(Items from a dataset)

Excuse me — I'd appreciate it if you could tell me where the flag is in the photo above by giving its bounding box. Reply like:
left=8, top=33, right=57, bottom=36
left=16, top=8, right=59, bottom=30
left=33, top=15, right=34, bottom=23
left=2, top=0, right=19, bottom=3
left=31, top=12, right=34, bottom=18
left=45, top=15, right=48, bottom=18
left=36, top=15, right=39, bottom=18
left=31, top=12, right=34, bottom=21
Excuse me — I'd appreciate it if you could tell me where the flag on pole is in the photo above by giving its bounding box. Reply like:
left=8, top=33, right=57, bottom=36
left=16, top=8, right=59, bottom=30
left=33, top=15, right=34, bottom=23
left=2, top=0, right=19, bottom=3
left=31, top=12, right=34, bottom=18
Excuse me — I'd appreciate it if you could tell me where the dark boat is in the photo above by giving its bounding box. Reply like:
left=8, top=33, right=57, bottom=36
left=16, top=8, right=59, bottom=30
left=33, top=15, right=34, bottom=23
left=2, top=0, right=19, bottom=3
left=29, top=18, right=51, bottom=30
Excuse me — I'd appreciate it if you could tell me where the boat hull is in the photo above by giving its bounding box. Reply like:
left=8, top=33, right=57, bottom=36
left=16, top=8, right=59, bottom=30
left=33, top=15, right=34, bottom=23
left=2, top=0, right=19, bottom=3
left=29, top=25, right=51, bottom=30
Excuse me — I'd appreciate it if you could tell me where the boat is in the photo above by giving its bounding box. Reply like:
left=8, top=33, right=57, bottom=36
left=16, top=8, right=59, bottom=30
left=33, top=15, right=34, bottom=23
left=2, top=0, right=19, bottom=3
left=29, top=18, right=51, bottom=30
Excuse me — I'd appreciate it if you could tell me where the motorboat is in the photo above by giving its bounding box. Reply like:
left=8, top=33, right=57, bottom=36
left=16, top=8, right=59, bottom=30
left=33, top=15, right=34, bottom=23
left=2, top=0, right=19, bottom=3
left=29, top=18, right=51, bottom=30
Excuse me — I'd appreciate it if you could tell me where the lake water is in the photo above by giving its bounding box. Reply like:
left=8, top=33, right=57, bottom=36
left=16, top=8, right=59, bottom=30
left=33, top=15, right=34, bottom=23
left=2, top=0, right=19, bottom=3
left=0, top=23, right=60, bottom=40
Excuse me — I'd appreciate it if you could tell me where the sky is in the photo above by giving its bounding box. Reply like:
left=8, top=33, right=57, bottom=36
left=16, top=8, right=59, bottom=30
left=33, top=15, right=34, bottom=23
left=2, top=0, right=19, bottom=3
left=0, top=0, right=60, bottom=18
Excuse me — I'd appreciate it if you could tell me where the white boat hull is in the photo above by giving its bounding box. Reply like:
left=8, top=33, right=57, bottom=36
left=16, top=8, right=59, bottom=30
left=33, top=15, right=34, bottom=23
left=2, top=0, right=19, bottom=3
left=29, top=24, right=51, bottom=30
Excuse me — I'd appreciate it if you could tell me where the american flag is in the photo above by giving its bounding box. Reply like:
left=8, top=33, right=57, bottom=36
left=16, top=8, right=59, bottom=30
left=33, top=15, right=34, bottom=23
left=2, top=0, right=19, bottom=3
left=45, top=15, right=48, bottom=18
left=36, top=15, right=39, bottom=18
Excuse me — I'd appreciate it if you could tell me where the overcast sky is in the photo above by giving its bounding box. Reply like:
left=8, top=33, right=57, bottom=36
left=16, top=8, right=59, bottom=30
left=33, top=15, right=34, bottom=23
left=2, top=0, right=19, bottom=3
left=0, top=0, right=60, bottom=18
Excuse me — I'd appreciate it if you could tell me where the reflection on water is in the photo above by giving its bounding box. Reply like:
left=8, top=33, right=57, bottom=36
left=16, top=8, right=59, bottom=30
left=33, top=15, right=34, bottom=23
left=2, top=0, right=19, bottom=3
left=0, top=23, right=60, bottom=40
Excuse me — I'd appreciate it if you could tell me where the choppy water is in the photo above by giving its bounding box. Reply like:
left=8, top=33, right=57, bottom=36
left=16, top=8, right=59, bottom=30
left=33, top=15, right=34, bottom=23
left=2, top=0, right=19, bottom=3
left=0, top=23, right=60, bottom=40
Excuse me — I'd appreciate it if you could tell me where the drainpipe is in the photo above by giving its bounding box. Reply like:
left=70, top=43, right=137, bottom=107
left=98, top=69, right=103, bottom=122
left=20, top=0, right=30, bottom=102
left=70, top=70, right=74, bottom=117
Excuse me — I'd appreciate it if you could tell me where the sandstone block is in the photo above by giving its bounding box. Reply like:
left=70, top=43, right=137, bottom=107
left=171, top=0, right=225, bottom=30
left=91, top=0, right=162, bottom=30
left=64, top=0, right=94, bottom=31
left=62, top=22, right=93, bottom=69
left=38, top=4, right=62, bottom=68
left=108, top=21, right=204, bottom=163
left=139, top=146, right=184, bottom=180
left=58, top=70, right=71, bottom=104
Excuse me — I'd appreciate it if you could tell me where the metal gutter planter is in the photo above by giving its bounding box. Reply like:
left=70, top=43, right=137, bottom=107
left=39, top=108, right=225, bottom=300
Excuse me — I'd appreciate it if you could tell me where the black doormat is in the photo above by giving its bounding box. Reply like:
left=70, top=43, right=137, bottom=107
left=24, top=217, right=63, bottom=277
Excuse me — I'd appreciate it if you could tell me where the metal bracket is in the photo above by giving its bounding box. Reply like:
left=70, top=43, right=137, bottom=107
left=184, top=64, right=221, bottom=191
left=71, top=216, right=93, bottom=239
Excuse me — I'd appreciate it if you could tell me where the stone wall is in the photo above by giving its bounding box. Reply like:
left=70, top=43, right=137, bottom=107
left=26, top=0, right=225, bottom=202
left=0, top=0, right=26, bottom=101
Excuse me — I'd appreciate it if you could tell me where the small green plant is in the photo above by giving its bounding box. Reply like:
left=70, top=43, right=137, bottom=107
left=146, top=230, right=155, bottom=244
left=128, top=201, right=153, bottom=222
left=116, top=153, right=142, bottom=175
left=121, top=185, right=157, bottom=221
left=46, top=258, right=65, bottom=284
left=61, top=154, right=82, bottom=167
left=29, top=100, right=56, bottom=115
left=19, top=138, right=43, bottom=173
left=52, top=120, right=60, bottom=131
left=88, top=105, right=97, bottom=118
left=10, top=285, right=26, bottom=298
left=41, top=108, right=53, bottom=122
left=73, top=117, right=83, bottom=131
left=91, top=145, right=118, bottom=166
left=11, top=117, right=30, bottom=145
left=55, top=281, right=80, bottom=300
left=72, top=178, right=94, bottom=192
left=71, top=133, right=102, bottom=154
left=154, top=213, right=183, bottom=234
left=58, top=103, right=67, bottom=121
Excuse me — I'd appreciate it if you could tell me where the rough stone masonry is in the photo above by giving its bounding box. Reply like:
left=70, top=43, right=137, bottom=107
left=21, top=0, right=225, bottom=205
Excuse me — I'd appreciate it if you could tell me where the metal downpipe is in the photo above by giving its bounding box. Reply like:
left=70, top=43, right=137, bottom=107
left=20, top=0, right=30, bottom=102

## Requirements
Report, in full, every line in the records that contains the string "flag".

## Exercise solution
Excuse me — I'd appreciate it if you could tell me where the flag is in the photo above by giving its bounding box. Reply like:
Excuse me — I'd appreciate it if you could tell me where the flag on pole is in the photo above by giving its bounding box. Reply like:
Excuse me — I'd appreciate it if you could tell me where the american flag is in the photo above by giving its bounding box. Reply like:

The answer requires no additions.